[Begin SUPPLIED RECORDS]

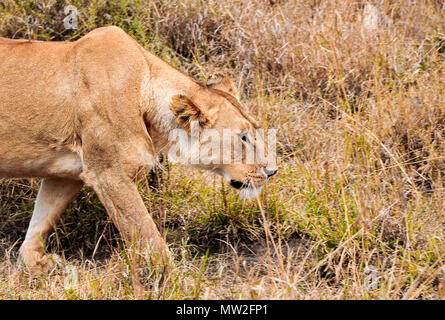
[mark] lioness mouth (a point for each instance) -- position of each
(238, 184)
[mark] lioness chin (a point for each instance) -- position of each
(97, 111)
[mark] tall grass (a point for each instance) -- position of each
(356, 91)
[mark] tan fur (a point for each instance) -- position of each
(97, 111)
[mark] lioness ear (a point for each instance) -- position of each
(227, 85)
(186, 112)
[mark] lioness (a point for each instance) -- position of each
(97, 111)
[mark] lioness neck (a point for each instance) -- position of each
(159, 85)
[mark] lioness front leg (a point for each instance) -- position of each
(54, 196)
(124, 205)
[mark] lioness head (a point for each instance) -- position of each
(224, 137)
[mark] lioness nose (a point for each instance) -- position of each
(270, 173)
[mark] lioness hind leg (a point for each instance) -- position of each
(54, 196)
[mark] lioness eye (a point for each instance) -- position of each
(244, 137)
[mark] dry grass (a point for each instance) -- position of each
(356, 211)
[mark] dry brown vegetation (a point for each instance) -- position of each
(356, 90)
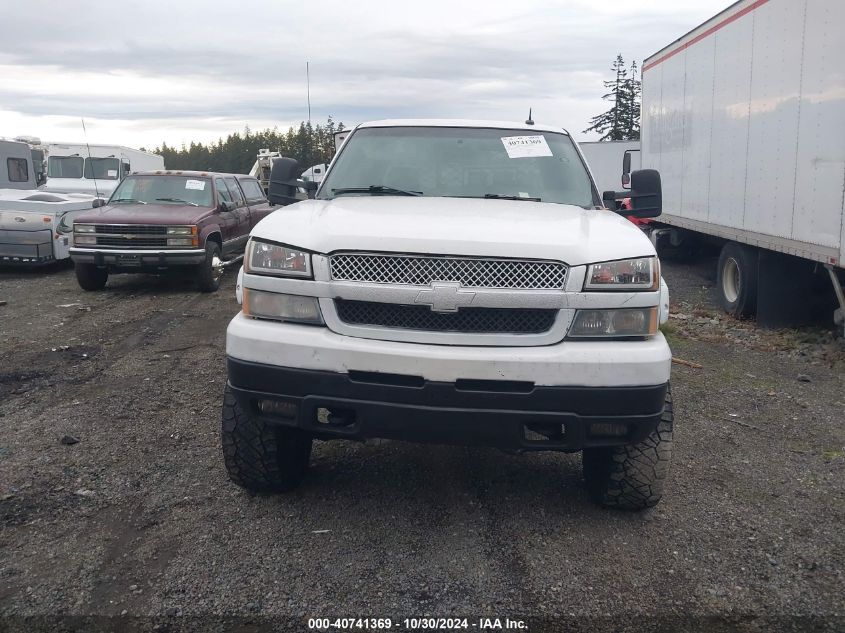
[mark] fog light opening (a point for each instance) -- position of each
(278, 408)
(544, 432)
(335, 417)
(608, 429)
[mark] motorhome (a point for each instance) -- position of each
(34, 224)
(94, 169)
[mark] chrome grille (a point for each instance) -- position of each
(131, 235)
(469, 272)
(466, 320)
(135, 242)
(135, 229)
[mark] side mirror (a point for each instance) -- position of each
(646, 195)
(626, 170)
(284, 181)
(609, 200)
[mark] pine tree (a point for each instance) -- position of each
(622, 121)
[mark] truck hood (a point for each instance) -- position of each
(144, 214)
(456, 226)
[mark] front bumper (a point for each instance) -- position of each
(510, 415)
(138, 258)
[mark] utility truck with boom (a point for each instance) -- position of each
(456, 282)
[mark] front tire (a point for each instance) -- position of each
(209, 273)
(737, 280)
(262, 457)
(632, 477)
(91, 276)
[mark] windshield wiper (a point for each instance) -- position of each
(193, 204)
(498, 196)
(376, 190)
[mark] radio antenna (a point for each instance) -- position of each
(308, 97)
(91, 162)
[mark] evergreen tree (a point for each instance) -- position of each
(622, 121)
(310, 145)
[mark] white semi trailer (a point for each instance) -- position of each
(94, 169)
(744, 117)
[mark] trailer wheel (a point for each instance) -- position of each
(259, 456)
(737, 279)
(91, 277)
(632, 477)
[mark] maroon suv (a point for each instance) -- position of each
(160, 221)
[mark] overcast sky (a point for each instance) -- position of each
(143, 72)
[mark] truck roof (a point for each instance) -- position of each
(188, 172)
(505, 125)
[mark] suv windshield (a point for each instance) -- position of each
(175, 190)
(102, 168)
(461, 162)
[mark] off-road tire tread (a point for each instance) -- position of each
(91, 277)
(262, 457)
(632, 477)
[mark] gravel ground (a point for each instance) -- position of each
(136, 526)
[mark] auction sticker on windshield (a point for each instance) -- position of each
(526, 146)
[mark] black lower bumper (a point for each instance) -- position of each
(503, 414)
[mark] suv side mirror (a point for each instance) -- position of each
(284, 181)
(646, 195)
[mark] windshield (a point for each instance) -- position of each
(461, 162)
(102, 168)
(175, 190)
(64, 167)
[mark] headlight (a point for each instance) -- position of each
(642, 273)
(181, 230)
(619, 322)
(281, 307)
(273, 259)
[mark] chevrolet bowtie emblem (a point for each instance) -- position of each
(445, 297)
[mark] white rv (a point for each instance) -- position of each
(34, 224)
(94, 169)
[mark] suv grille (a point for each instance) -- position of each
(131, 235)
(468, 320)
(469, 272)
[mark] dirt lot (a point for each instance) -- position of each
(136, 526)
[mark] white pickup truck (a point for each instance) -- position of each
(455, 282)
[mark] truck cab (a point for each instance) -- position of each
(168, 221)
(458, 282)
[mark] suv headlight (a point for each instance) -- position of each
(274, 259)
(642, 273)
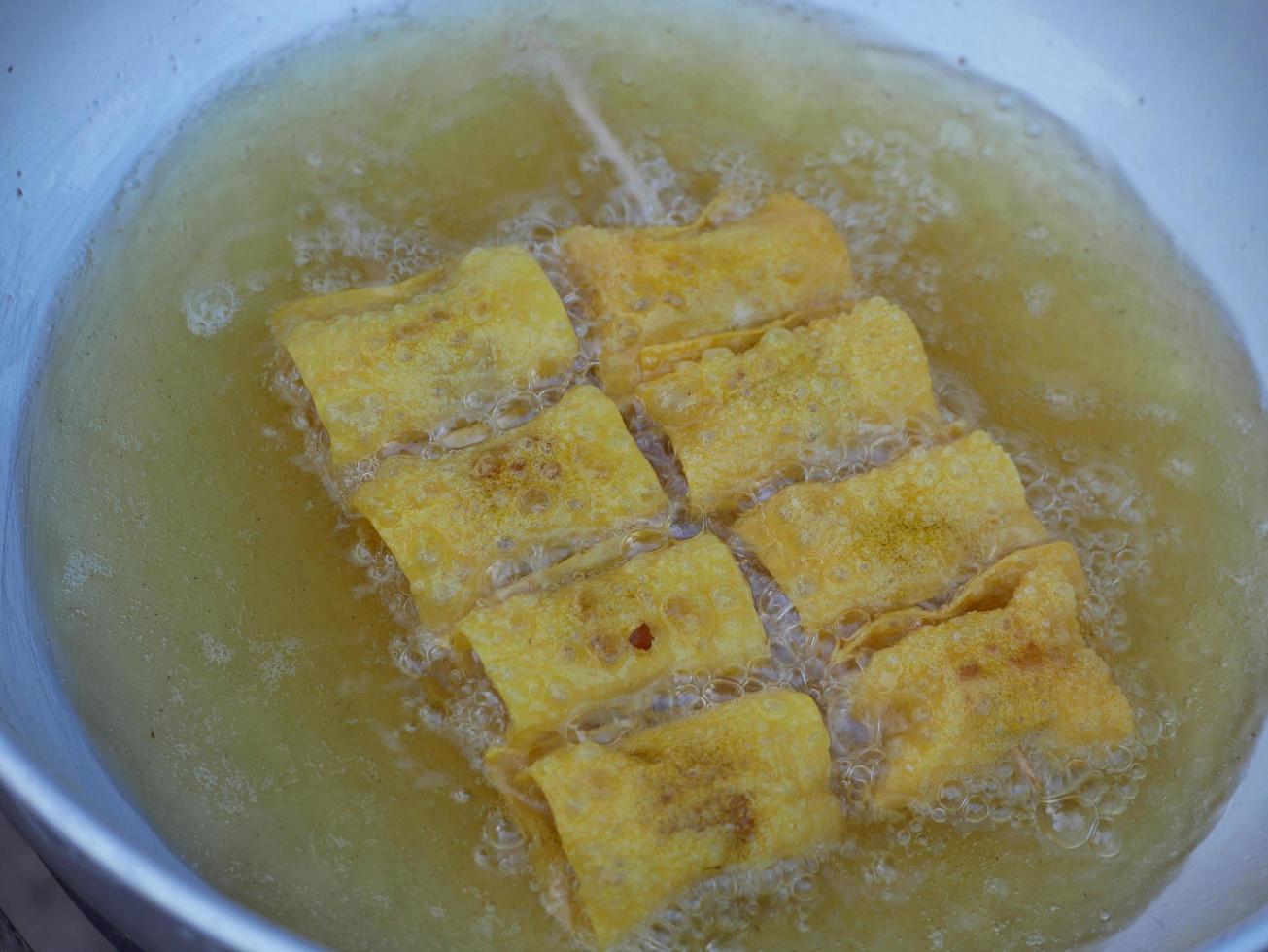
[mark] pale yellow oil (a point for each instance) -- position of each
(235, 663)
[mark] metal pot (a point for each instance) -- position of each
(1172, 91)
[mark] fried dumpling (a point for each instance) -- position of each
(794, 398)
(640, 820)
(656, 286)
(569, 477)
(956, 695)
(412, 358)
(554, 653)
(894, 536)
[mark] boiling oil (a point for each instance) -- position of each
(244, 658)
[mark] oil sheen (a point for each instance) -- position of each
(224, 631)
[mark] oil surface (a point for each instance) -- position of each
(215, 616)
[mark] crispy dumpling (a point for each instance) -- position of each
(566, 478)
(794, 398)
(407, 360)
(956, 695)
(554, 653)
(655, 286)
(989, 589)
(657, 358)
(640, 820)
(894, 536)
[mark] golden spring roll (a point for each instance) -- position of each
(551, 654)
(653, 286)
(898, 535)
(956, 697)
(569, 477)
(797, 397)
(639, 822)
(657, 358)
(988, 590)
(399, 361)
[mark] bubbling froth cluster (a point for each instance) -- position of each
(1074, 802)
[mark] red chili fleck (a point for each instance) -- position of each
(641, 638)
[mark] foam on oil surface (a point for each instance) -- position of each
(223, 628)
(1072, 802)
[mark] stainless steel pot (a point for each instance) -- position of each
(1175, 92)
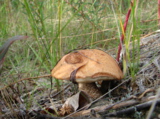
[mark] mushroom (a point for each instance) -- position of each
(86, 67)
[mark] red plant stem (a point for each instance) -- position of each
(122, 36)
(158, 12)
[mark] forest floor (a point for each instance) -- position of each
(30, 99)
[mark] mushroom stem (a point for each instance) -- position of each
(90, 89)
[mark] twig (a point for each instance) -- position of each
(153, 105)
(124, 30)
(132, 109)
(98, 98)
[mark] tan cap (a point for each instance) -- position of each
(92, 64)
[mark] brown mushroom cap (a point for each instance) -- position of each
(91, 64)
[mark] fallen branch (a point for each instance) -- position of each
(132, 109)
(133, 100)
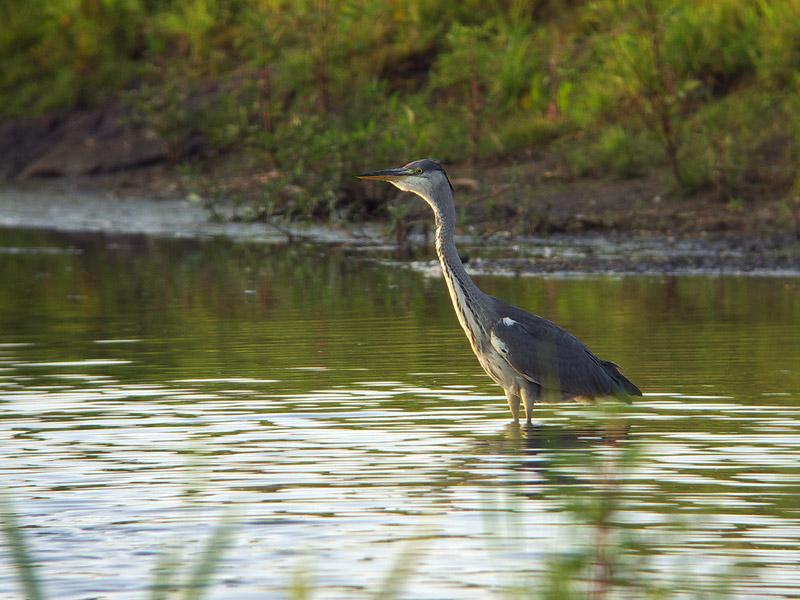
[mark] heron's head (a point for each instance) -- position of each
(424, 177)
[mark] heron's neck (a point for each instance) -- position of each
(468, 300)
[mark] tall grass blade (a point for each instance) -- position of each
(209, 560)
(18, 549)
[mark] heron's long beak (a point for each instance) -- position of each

[End SUPPLIED RECORDS]
[Begin SUPPLIED RECORDS]

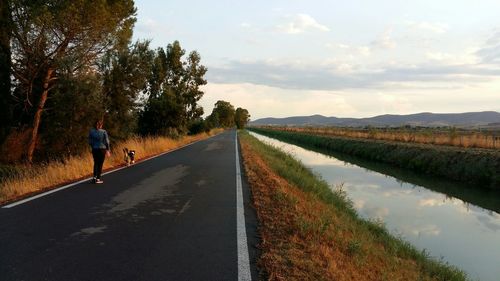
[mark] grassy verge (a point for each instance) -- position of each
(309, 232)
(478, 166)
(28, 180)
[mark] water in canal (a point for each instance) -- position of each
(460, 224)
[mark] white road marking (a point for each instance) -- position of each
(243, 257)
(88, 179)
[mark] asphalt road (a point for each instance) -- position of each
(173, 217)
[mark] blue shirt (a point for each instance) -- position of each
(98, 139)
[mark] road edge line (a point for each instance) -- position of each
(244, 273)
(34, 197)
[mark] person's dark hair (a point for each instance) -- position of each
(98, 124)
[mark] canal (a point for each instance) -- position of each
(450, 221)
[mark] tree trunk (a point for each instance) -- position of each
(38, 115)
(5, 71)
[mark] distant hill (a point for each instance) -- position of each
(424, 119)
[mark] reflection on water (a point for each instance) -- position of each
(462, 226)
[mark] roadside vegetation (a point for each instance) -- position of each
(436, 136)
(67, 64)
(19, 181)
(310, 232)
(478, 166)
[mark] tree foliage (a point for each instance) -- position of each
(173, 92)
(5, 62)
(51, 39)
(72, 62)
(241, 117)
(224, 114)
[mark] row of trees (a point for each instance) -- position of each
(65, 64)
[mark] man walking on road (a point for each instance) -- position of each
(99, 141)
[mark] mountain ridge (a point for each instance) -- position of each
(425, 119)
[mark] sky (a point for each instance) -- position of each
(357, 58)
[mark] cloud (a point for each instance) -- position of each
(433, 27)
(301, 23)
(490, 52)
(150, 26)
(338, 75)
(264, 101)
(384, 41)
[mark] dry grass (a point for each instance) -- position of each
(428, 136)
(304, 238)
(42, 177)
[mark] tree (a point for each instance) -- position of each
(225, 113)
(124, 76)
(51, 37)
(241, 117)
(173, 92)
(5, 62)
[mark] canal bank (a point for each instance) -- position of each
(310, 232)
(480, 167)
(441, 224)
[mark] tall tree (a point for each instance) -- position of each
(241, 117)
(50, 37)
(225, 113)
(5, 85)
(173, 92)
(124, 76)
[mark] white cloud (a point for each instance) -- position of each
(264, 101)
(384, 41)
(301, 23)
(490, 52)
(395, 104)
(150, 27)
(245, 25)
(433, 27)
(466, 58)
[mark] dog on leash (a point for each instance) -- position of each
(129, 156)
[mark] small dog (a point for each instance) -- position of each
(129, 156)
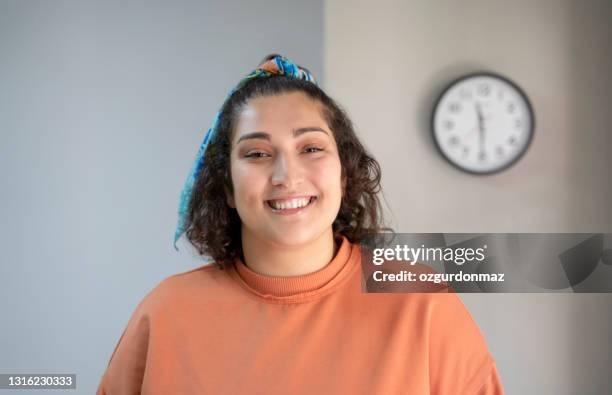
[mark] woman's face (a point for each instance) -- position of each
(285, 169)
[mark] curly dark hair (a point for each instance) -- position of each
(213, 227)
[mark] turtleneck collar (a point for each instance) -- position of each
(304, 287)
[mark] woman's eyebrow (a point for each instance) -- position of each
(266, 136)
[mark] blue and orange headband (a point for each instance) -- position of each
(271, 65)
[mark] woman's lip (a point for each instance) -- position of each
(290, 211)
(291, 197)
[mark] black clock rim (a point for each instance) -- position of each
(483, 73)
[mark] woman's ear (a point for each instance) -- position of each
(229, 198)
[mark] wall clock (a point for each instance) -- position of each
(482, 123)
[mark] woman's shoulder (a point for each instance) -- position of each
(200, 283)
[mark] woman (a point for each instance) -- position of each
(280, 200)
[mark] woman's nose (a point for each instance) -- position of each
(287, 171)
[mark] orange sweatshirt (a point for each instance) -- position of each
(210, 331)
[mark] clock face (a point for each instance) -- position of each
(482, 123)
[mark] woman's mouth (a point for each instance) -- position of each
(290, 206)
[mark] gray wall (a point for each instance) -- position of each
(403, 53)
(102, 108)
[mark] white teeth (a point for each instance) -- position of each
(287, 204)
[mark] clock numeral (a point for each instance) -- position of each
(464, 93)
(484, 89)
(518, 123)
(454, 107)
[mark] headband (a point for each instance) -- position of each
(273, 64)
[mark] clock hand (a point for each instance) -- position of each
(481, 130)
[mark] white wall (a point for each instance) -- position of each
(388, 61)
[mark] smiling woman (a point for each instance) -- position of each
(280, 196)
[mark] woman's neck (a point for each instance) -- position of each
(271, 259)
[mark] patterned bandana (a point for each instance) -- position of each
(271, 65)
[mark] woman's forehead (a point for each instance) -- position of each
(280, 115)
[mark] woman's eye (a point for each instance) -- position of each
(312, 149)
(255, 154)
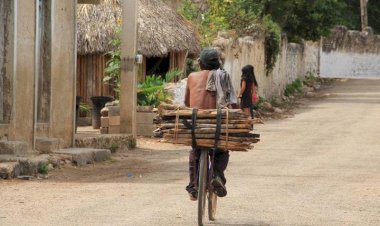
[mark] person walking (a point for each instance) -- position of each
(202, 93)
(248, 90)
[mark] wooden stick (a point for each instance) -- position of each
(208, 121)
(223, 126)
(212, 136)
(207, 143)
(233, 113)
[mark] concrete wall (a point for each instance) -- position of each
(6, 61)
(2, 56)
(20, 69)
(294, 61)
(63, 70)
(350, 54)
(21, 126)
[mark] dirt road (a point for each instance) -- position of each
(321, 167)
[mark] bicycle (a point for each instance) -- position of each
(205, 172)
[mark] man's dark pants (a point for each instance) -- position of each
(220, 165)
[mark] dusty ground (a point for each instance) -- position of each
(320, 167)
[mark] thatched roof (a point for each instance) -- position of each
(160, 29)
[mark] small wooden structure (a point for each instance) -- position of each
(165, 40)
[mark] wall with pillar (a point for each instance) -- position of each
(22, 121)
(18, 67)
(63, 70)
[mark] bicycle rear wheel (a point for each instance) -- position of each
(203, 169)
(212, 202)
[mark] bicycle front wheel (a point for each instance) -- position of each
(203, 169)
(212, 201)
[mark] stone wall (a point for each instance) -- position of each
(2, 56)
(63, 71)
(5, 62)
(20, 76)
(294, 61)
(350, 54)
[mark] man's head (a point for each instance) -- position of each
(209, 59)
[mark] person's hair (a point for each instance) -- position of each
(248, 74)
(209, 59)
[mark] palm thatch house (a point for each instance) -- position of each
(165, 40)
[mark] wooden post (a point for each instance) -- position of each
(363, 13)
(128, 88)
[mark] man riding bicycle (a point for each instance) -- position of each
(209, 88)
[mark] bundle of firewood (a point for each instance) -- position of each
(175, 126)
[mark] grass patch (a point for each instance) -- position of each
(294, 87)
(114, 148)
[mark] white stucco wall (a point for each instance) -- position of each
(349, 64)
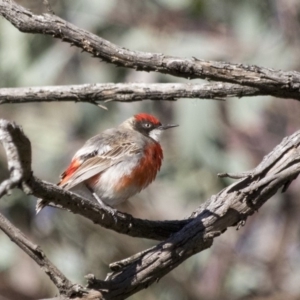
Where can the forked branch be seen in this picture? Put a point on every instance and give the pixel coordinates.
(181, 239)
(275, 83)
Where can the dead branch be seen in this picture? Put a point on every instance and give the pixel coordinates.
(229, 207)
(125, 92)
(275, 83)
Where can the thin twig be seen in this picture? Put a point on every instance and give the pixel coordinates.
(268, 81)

[End SUPPLIED RECORDS]
[Begin SUPPLIED RECORDS]

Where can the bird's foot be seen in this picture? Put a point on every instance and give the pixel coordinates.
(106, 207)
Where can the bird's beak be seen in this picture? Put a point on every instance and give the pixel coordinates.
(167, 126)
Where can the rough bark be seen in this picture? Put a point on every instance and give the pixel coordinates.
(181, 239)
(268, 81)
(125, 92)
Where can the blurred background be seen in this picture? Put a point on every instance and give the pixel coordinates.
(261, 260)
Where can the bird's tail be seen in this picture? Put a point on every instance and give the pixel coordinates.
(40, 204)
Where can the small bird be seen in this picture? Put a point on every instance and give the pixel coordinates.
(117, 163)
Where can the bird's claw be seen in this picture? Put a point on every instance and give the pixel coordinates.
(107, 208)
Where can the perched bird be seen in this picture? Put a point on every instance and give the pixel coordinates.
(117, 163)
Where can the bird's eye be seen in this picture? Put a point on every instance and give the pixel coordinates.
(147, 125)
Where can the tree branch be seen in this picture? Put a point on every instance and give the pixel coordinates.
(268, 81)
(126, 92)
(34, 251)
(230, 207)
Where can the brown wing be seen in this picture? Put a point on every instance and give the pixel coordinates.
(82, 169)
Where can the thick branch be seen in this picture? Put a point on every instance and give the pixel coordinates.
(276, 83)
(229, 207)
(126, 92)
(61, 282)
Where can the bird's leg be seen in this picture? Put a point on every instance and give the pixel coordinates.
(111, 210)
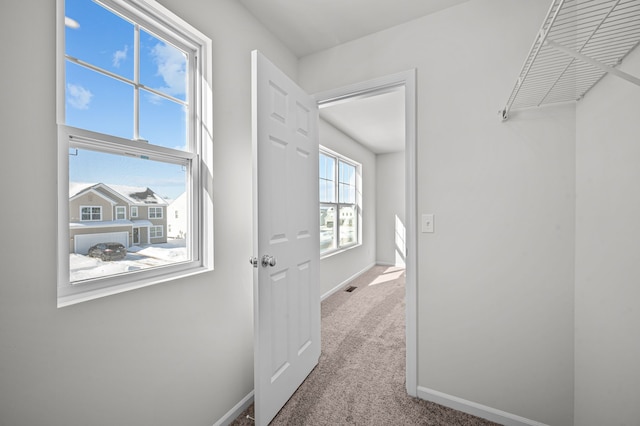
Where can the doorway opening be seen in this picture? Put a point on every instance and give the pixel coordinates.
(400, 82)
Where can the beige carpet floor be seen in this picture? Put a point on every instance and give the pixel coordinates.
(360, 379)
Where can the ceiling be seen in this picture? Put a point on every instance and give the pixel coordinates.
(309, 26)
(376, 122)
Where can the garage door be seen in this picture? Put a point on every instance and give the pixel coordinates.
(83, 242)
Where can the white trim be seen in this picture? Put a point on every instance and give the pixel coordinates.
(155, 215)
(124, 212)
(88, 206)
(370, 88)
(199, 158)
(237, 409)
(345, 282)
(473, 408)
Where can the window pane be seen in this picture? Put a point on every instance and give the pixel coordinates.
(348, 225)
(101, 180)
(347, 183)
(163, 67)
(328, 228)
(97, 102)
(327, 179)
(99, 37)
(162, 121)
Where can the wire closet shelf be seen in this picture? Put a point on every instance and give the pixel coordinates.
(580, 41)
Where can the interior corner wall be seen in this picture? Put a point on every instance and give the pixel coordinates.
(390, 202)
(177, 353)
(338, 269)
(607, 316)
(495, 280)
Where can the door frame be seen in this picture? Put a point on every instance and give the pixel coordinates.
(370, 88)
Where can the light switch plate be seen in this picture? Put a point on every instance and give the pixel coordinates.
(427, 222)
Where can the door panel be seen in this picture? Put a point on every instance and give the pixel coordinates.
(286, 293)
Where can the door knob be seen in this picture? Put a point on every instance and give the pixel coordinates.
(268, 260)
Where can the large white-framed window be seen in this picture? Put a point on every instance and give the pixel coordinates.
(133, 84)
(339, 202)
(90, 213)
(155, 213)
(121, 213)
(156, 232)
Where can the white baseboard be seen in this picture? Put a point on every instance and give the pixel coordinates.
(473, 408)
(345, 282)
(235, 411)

[End SUPPLIED RECORDS]

● WHAT TO WORK ON
In the entries above, how many lines contain the word "bird" with matching case? Give only the number.

● SOLVED EXERCISE
8